» **WRITTEN REQUEST**
Transcribe the lines of the entries below word for word, starting at the line that contains "Locate the plant" and ending at the line that contains "left=438, top=0, right=525, bottom=137", with both of those lines included.

» **EXTRACTED MATERIAL**
# # # # #

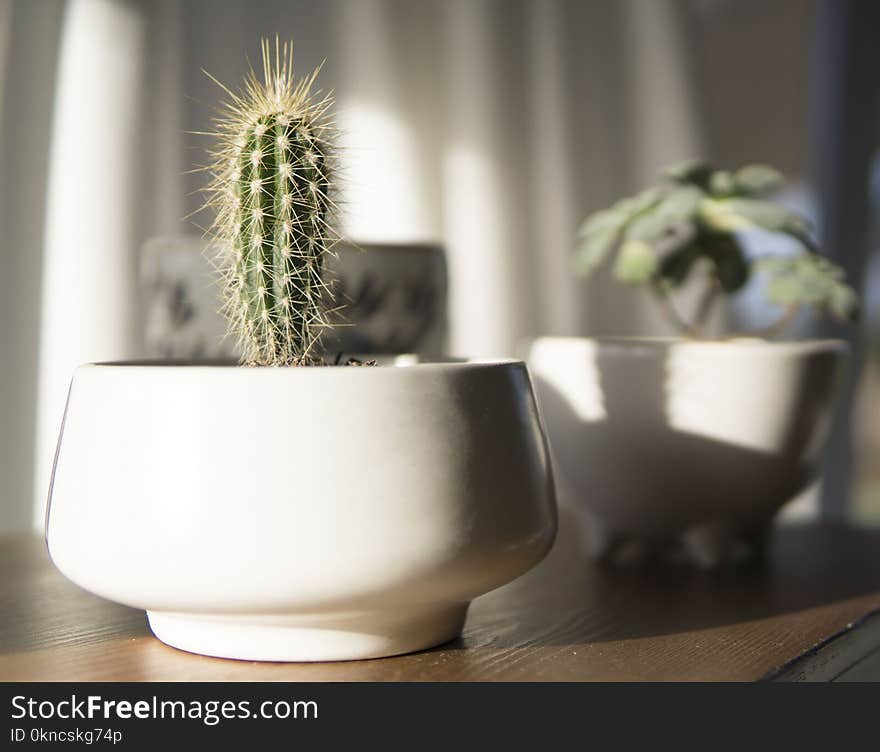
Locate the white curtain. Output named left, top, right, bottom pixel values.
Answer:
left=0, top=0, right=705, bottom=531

# # # # #

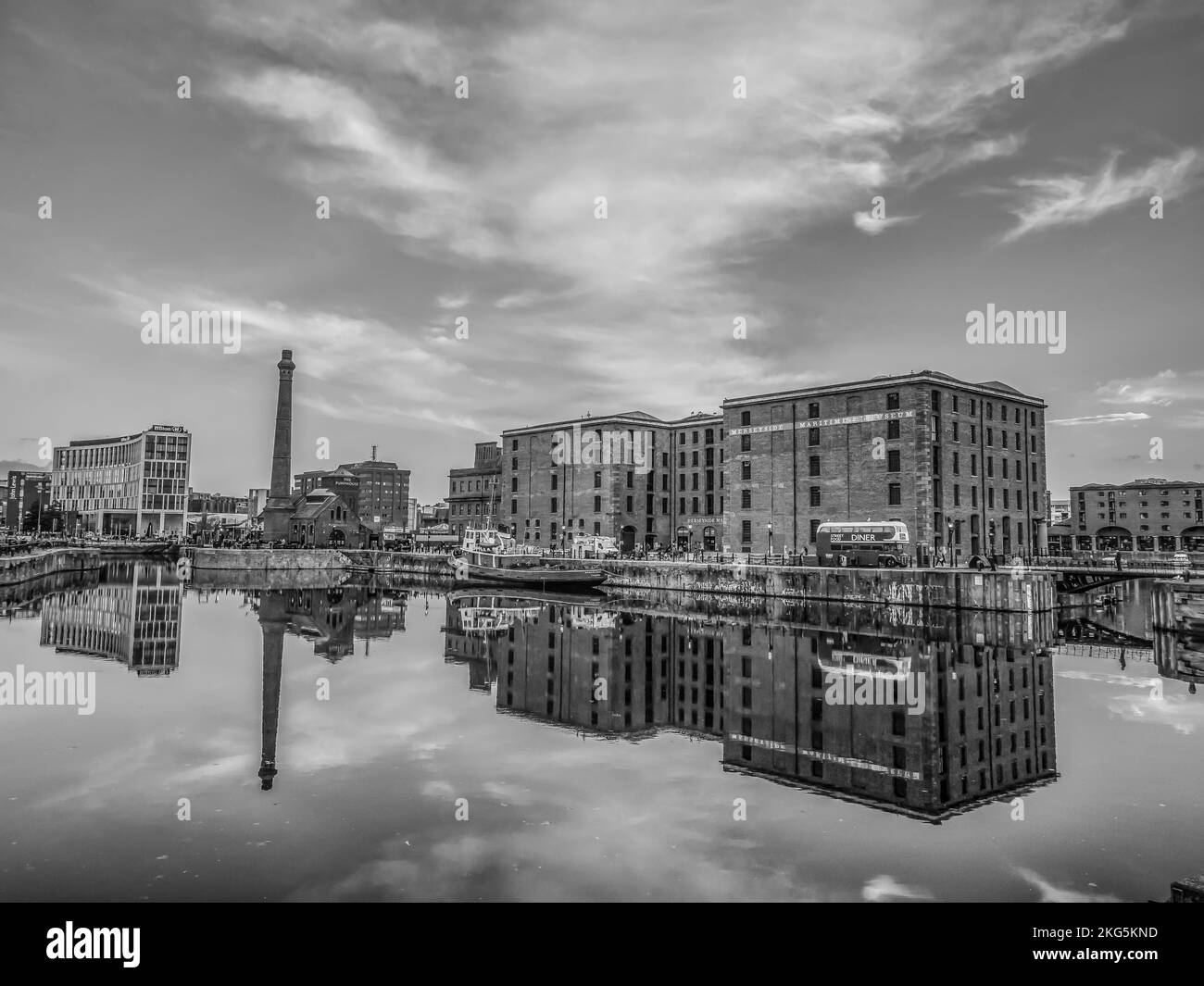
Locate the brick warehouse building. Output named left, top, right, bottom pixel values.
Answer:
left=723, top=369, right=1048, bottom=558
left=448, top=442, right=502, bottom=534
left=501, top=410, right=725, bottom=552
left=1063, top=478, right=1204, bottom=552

# # # # #

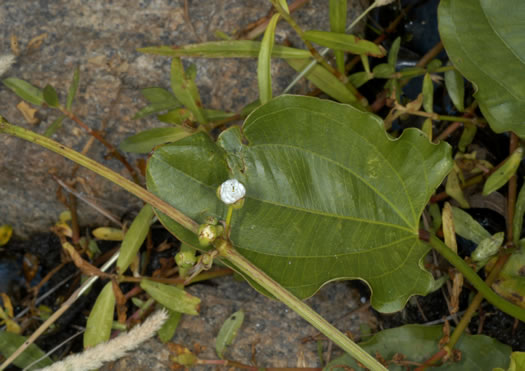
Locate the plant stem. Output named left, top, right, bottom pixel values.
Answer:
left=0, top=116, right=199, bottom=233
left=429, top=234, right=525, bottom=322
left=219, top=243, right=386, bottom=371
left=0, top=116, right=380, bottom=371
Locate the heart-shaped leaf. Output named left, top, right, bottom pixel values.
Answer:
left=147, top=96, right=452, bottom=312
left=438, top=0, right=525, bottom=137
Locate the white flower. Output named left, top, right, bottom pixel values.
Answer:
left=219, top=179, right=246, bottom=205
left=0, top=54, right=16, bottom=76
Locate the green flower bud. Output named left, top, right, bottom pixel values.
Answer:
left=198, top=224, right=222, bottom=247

# # # # #

» **SOLUTION TO THIS TASK**
Locate the plant stem. Output named left, top, right, bottom pixel values.
Answer:
left=0, top=116, right=199, bottom=233
left=429, top=234, right=525, bottom=322
left=219, top=243, right=386, bottom=371
left=0, top=116, right=380, bottom=371
Locate the heart-shaped leaf. Output named left, top, right, bottom pixel values.
Answer:
left=147, top=96, right=452, bottom=312
left=438, top=0, right=525, bottom=137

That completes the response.